THE TASK:
Each line below from the one containing "of the tall" through the one containing "of the cream" should be output exactly as it stands, and no other line should appear.

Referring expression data
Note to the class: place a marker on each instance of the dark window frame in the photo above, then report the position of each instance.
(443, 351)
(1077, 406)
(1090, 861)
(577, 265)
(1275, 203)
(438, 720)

---

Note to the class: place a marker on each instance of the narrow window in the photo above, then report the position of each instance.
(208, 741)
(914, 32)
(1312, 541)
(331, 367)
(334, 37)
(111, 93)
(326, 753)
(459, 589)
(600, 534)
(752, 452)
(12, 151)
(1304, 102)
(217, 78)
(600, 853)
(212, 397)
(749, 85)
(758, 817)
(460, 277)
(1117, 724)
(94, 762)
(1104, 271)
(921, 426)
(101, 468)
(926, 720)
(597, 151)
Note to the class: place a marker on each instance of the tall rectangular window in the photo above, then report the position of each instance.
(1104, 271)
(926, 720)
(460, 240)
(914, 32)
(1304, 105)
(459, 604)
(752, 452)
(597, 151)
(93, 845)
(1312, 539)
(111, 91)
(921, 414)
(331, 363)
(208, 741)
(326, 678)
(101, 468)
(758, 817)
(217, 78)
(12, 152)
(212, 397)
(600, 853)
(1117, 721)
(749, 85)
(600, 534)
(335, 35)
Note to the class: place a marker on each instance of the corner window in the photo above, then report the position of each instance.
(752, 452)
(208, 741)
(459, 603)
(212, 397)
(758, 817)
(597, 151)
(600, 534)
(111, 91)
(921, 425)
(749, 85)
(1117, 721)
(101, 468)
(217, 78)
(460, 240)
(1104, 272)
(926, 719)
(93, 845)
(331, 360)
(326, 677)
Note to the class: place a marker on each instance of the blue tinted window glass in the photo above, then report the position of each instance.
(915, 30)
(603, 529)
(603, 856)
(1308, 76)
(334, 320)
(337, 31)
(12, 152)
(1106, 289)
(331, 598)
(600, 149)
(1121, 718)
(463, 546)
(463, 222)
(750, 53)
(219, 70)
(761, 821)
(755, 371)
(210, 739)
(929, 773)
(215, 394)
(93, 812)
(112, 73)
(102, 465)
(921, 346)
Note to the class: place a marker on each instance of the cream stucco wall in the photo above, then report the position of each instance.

SOLUTION:
Note to the class: place a marker on each instance of the tall rectangular window in the photo above, then report the position of each instance.
(1104, 271)
(926, 720)
(460, 240)
(914, 32)
(1304, 105)
(459, 604)
(752, 452)
(597, 151)
(93, 845)
(1312, 539)
(111, 91)
(921, 414)
(331, 363)
(208, 741)
(326, 678)
(101, 468)
(758, 817)
(217, 78)
(12, 152)
(212, 397)
(600, 853)
(1117, 721)
(749, 85)
(600, 534)
(335, 35)
Note to the class: place a marker on each instance of the corner window in the photo above, then report the position of each instance.
(752, 452)
(208, 741)
(459, 603)
(212, 397)
(758, 817)
(597, 151)
(600, 534)
(111, 91)
(921, 425)
(749, 85)
(1117, 721)
(101, 468)
(217, 78)
(460, 240)
(1104, 272)
(926, 719)
(93, 845)
(331, 360)
(326, 677)
Note to the class: place a marker on each instance of the blue tinted window glass in the photo above, then report the position of each instance.
(915, 30)
(603, 529)
(603, 856)
(1308, 76)
(334, 320)
(337, 31)
(12, 152)
(1106, 289)
(331, 598)
(600, 149)
(1121, 718)
(463, 546)
(463, 222)
(750, 53)
(219, 70)
(761, 821)
(755, 371)
(210, 739)
(929, 773)
(215, 394)
(93, 812)
(112, 73)
(102, 465)
(921, 346)
Note to the class: place a marker on each instance of the cream stucco wall in the photo above, then report the position of each instance.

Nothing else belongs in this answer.